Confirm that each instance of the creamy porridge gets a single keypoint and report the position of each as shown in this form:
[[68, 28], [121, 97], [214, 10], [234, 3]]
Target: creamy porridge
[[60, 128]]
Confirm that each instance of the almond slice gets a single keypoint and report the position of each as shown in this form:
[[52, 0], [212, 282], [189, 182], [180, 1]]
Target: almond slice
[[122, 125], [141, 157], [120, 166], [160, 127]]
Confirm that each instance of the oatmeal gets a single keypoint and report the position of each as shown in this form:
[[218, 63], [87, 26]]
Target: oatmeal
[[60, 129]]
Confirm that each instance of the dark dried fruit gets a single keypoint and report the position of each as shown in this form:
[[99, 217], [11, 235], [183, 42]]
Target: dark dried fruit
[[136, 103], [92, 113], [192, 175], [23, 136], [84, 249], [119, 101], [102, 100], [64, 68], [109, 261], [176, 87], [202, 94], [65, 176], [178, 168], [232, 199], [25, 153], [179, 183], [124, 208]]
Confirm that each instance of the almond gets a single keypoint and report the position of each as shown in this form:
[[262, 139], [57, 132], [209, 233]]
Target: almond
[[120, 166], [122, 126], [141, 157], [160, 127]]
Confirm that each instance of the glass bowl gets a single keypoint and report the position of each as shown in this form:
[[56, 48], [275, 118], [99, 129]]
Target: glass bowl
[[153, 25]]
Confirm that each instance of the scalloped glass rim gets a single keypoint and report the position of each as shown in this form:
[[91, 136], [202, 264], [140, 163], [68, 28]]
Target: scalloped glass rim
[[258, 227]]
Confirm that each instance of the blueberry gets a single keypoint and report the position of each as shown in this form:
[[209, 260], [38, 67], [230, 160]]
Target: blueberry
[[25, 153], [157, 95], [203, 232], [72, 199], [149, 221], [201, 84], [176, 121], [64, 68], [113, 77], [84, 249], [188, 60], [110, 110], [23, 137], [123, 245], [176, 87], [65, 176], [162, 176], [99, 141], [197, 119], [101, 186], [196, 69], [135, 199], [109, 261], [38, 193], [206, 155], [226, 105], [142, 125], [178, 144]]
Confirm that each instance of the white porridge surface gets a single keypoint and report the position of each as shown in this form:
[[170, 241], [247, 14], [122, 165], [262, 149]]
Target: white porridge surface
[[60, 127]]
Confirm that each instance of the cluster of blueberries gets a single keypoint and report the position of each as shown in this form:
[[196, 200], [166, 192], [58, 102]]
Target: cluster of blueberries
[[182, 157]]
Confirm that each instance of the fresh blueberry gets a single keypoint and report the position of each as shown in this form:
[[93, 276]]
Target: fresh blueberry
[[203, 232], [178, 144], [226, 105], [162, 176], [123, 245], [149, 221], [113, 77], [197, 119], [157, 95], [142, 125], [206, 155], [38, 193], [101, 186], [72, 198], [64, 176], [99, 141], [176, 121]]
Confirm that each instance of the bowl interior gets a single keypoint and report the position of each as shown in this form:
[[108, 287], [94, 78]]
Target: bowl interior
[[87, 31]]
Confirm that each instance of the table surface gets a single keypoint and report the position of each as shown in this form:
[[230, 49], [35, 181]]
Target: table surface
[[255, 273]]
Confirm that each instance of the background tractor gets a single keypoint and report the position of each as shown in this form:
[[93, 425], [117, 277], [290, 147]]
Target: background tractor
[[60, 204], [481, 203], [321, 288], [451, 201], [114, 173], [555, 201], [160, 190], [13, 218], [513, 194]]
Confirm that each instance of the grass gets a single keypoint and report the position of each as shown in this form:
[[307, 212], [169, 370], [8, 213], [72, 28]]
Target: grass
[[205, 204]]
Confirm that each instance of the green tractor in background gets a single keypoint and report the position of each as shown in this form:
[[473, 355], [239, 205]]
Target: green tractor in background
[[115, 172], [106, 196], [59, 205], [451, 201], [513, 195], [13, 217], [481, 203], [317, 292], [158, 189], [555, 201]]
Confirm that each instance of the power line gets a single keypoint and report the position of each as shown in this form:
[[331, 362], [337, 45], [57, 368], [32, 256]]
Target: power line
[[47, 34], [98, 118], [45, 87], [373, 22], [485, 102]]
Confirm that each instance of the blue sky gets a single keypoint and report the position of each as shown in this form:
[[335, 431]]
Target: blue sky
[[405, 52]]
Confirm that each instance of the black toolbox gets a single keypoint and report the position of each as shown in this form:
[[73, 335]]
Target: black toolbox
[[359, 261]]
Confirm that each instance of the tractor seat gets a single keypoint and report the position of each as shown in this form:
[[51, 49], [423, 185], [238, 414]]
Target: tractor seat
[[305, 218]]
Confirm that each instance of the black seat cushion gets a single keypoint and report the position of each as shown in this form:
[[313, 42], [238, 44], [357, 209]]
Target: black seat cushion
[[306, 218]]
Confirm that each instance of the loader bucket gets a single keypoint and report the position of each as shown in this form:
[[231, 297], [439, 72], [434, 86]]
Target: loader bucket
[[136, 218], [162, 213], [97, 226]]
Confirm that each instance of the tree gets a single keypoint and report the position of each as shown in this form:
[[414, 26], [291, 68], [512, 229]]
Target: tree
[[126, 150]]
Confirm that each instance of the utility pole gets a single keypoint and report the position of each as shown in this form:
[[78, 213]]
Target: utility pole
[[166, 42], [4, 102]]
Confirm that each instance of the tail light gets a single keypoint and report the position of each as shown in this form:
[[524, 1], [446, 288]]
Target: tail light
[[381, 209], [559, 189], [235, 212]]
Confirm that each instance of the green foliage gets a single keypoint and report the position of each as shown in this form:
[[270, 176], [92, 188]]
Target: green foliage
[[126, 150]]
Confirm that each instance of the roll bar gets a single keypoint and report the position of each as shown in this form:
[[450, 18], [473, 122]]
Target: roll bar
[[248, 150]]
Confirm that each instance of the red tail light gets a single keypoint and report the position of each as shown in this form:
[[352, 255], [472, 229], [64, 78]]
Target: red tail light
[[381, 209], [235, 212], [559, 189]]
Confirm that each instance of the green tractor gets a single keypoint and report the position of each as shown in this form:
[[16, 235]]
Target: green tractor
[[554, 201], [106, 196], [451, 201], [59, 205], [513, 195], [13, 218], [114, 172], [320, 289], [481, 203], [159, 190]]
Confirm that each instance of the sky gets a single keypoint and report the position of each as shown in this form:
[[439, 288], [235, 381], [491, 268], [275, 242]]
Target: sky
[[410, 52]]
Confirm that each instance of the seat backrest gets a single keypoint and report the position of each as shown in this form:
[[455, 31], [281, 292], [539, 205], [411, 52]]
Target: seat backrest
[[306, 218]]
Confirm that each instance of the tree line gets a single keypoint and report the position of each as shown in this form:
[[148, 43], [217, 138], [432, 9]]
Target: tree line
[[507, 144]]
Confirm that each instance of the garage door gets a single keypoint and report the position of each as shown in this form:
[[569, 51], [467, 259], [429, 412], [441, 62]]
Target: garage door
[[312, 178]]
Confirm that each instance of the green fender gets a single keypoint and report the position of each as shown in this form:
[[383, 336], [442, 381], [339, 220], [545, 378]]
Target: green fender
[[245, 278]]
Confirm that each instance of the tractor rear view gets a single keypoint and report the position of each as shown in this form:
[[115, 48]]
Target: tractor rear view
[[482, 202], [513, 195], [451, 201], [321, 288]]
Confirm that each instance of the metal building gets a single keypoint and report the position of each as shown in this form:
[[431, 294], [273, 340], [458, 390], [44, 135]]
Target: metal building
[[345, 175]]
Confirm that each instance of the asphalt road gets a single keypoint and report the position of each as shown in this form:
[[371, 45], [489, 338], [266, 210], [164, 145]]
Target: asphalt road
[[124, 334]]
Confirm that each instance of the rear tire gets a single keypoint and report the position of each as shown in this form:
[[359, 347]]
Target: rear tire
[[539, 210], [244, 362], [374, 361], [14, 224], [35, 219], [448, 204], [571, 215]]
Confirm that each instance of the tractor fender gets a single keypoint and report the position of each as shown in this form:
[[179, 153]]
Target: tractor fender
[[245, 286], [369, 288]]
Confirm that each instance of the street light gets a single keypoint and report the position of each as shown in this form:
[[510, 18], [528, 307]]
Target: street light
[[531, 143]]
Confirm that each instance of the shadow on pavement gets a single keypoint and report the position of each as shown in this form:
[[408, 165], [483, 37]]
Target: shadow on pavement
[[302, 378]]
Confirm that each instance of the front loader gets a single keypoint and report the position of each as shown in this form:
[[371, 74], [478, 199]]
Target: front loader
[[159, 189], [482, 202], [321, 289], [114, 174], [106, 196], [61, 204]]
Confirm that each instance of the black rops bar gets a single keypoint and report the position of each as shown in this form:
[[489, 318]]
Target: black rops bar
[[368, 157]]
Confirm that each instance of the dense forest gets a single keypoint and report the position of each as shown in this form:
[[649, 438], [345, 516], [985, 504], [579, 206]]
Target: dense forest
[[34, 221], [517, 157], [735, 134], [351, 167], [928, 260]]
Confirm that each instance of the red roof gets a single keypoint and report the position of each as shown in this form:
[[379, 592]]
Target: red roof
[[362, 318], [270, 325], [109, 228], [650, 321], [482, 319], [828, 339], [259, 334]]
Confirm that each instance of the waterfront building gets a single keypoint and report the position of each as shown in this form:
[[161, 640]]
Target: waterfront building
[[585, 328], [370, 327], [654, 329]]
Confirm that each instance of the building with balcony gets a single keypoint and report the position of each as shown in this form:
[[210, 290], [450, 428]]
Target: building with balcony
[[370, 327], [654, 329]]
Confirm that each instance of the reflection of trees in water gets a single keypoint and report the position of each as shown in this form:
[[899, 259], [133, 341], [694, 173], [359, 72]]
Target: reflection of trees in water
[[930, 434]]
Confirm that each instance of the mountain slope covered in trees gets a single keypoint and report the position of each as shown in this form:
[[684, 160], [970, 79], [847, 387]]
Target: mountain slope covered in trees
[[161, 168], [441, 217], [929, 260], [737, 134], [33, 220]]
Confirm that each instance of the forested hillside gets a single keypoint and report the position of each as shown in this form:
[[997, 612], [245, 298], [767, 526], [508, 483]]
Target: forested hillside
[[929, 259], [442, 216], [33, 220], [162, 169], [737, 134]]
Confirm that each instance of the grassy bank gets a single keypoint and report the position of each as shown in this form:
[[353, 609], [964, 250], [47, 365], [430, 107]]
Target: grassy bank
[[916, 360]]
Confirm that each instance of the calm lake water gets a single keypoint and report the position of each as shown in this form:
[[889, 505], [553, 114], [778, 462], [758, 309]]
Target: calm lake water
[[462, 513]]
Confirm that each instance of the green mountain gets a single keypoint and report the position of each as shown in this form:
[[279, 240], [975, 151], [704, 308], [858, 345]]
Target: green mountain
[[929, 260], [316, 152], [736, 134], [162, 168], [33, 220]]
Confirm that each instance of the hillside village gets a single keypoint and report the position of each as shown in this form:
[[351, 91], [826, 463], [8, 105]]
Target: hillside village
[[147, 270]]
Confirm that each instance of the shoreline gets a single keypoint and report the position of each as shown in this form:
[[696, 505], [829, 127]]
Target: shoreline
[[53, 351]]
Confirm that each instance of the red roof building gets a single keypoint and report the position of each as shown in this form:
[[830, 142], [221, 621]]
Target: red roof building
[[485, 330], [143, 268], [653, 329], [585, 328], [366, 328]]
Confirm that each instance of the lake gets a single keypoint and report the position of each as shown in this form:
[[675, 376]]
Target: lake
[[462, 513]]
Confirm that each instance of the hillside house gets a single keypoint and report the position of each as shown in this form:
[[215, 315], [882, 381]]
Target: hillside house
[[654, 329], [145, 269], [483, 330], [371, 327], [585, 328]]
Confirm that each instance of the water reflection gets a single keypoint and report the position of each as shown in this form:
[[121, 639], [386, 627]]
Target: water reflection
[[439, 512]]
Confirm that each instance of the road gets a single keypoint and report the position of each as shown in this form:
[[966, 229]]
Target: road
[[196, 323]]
○ ○ ○ ○
_INSTRUCTIONS TO FOLLOW_
Put the entry lines into a Markdown table with the columns No. and Text, numbering each row and omitting blank lines. Begin at the line that contains "Confirm that each instance of the seat" and stop after the line that contains "[[245, 286], [369, 288]]", including both.

_ANSWER TO THIS EXERCISE_
| No. | Text |
|---|---|
| 1 | Confirm that each instance of the seat backrest gets a single keypoint and report the position of each as shown in this form: |
| 2 | [[455, 31], [281, 292], [539, 205], [411, 52]] |
| 3 | Target: seat backrest |
| 4 | [[306, 218]] |
| 5 | Confirm that each instance of the tree line gets a single keypoint and report the position of each as shown in this form: |
| 6 | [[148, 43], [217, 138], [432, 9]] |
| 7 | Target: tree line |
| 8 | [[507, 144]] |
| 9 | Confirm that each instance of the garage door gets a single keypoint and report the position of each as shown in this form: |
| 10 | [[569, 51], [467, 259], [429, 412], [441, 62]] |
| 11 | Target: garage door |
| 12 | [[312, 178]] |
| 13 | Confirm that each instance of the green fender gets a single keypoint and report the position of each as shown in this form: |
| 14 | [[383, 336], [442, 381], [339, 220], [545, 378]] |
| 15 | Target: green fender |
| 16 | [[245, 278]] |
| 17 | Confirm that each instance of the tractor rear view gets a single keypoint and report the position of each as shown in this form: |
| 18 | [[115, 48]] |
| 19 | Target: tractor rear view |
| 20 | [[482, 202], [513, 195], [451, 201], [321, 288]] |
| 21 | Confirm that each instance of the metal building gets a single keypoint and report the position of each as shown in this form: |
| 22 | [[431, 294], [273, 340], [458, 390], [44, 135]] |
| 23 | Target: metal building |
| 24 | [[345, 175]] |
| 25 | Confirm that each instance of the asphalt road gets a single keypoint and report the position of each as shown in this form: |
| 26 | [[371, 45], [489, 338], [266, 210], [164, 145]] |
| 27 | Target: asphalt road |
| 28 | [[124, 334]] |
| 29 | Confirm that each instance of the rear tire gets a single keypoint and report the position of each as shown in this form: |
| 30 | [[359, 347]] |
| 31 | Target: rear tire |
| 32 | [[539, 210], [244, 362], [374, 361], [14, 224], [35, 219], [448, 204], [571, 215]] |
| 33 | Confirm that each instance of the tractor fender gets a single keypoint and report the position of each as shown in this form: |
| 34 | [[179, 153]] |
| 35 | Target: tractor fender |
| 36 | [[245, 286], [369, 288]] |